Lista de tareas
1/ Según el relato sobre Alejandra, ¿en qué fecha fue el primer beso?
2/ Prosigue el relato sobre Alejandra justo después de su última oración.

Fragmento de texto
---+---

El 17 de noviembre de 1996 besé por vez primera a Alejandra. Horas ante
comiamos y reiamos bajo lluvia cerca de la preparatoria donde nos conocimos. La
besé en mi casa, donde fuimos a secar nuestros tenis y esperar la llamada de su
novio.

Ella fue la segunda mujer de quien me enamoré. Era relativamente bella, de
ojos sonrientes y cabellos negros, lacios que se pegaban al rostro mientras
intentaba secarlos con mi toalla. Entre los libreros de mi mamá comencé a
leerle: Cuando un hombre duerme tiene en torno a él, como un aro, el hilo de las
horas, el orden de los años y de los mundos. Marcel Proust le pareció ridículo y
sonrió, y enseguida nos besamos. Ahí tuvimos sexo.

Al día siguiente, ocho días antes de cumplir 17 años ella desmintió a Proust. El hombre pretende recuperar el mundo cuando despierta, y no era cierto; el francesito era un fraude: Al despertarse , los consulta instintivamente (los mundos) y, en un segundo, lee el lugar de la Tierra en que se halla, el tiempo que ha transcurrido hasta su despertar, pero estas ordenaciones puden confundirse y quebrarse.

Cuando ella me dijo que todo había sido un error, y que no podía de ninguna manera amarme, desperté del día anterior como burla, sin lograr averiguar donde había despertado. Volvía de un sueño, a la realidad, para perder el control de mi, en ella.

---+---

Entradas proporcionadas
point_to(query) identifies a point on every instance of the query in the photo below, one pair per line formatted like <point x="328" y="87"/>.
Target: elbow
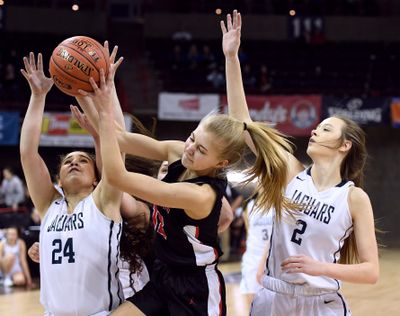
<point x="113" y="177"/>
<point x="373" y="277"/>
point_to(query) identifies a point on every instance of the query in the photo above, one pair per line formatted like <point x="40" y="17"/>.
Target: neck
<point x="326" y="174"/>
<point x="74" y="198"/>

---+---

Respuestas numeradas
1/ El 17 de noviembre de 1996.

2/
Hace poco me avisaron que Alejandra había fallecido de algún cancer
inenarrable. Poco importa. Hace años llegué a verla, en tres ocasiones, y supe
que estuvo casada y que vivió en San Bernandino. Me despedí de su amiga y le di
las gracias por avisarme. Ni modo, le dije. Entré al estudio de mi madre y los
libreros permanecian inmovibles, con los siete tomos de Proust, En busca del
tiempo perdido, donde mismo. Me senté donde pude y contemplé el suelo donde le
hice el amor, en lo frio que fue, en lo macizo del cemento y en su chamarra
negra y mojada abajo de su cabeza, como almohada ridícula.

El mismo día que me avisaron de su muerte, me cité con otra mujer, de quien también estoy enamorado. Procuré no contarle nada, disfrutarla entre sonrisas rutinarias y concesiones verborreicas. Igual que Alejandra hace diez años, también la besé por primera vez. No hay homenaje de por medio, ni siquiera casualidad. Sin embargo supe queel tiempo es irrecuperable, y solo se renueva. Lo hallas intacto, dispuesto a reemplazar sitios pasados, a cimentarse como una perversión.